Data records:
++++++

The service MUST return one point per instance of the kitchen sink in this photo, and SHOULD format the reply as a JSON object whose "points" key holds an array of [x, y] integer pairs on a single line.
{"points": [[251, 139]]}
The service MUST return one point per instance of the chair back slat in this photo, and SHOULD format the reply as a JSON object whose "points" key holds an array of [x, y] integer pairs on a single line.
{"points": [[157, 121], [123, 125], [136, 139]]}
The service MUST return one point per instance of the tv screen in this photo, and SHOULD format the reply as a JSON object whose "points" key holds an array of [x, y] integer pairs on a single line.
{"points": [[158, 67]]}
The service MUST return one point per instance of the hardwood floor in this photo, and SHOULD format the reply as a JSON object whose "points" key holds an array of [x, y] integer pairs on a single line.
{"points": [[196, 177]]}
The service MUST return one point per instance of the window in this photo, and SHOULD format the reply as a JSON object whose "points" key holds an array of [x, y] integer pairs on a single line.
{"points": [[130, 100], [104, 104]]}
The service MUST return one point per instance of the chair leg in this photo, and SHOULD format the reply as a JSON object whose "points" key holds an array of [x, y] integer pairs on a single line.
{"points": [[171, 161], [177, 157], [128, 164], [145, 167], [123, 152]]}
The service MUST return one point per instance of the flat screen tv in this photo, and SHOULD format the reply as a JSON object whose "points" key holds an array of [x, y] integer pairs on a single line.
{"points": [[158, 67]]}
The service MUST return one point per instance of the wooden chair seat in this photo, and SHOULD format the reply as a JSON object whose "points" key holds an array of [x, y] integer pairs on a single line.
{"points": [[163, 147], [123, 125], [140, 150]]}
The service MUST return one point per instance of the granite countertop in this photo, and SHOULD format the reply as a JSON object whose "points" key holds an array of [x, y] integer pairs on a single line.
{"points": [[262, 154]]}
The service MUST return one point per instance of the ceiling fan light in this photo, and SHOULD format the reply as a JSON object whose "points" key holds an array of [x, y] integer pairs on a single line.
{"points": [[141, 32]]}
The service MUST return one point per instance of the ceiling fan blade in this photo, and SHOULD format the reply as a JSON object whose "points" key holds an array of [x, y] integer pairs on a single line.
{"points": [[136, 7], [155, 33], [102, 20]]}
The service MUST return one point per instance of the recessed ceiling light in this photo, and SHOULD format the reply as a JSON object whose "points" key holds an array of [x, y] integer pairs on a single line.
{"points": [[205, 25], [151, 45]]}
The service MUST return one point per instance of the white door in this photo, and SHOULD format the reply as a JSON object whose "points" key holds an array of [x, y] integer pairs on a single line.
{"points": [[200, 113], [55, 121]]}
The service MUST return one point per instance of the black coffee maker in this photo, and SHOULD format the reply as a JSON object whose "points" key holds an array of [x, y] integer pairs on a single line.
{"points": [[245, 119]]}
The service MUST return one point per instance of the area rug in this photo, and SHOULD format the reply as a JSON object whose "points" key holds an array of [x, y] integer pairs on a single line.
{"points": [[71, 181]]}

++++++

◆ **Problem details**: Output all preceding records character for character.

◆ **Exercise answer**:
The service MUST return one point per instance of the kitchen sink in this photo, and SHOULD format the reply as a JSON object whose "points" key holds an array of [x, y] integer pairs on a single line.
{"points": [[251, 139]]}
The service MUST return one point per instance of the chair back slat in this photo, and SHOULD format the reply as a JSON object whose "points" key holds an array of [x, y] integer pairs on a single line.
{"points": [[157, 121], [123, 125], [136, 139]]}
The service MUST return one point per instance of the tv screen in this photo, and SHOULD format the reply as a JSON object whose "points" key holds an array of [x, y] integer pairs on a single line.
{"points": [[158, 67]]}
The service MUST return one point per instance of the hardwood floor in this photo, and SHOULD format the reply as a JSON object whose "points" key holds an array of [x, y] integer pairs on a single line.
{"points": [[196, 177]]}
The service MUST return one point per instance of the window in this photo, and SHOULD format the reply as a JSON object whose "points" key holds an array of [x, y] integer pairs on a single line.
{"points": [[130, 100], [104, 104]]}
The service MUST return one point per instance of the chair leg in this photo, and SHOULD format the reply as a JSON object whose "points" key holds an array of [x, y] integer pairs on a single line.
{"points": [[171, 161], [177, 157], [128, 164], [145, 167], [123, 152]]}
The service MUST return one point per instance of the flat screen tv in this photo, and SHOULD format the reply as a JSON object whose "points" key holds an array of [x, y] integer pairs on a single line.
{"points": [[158, 67]]}
The service MUST return one point per instance of the wooden chair seat in this photo, and SHOULD format the reply as a JSON object whose "points" key holds an array of [x, y] integer pairs on a single line.
{"points": [[163, 147], [123, 125], [140, 150]]}
The service MUST return one point per instance of the granite countertop in this photo, and SHOULD format the reply as a JSON object whose "points" key holds an array of [x, y] integer pairs on a single line.
{"points": [[262, 154]]}
The service MUST return one point per instance of the ceiling fan light in this photo, and SHOULD format the reply as a JSON object whose "points" key holds an array of [x, y] integer pairs on a single line.
{"points": [[141, 32]]}
The service MUST return one point per instance of the ceiling fan blade in this photo, and SHOULD format the reply as a JSON object whose "points" key holds an array of [x, y] integer pairs on a single line.
{"points": [[136, 7], [155, 33], [102, 20]]}
The service MUST return one point per instance of the recessed ceiling light in this photo, and SHOULD format the reply as a JSON object whose "points" key holds an array of [x, y] integer pairs on a single line.
{"points": [[205, 25], [151, 45]]}
The service MUST return one point per instance of the white door in this photo, and SHOULD format the reply as a JSON object whose "points" key holds an array of [x, y] integer pairs on a single line.
{"points": [[200, 113], [55, 121]]}
The service MUST return one point per instance of the black coffee maker in this photo, and SHOULD format the reply as a JSON object whose "points" key holds an array of [x, y] integer pairs on a single line.
{"points": [[245, 119]]}
The service MUST return one point per instance of the area rug in this photo, and SHOULD format the reply as a JSON object whose "points" key holds an array of [x, y] integer pairs on a single line.
{"points": [[71, 181]]}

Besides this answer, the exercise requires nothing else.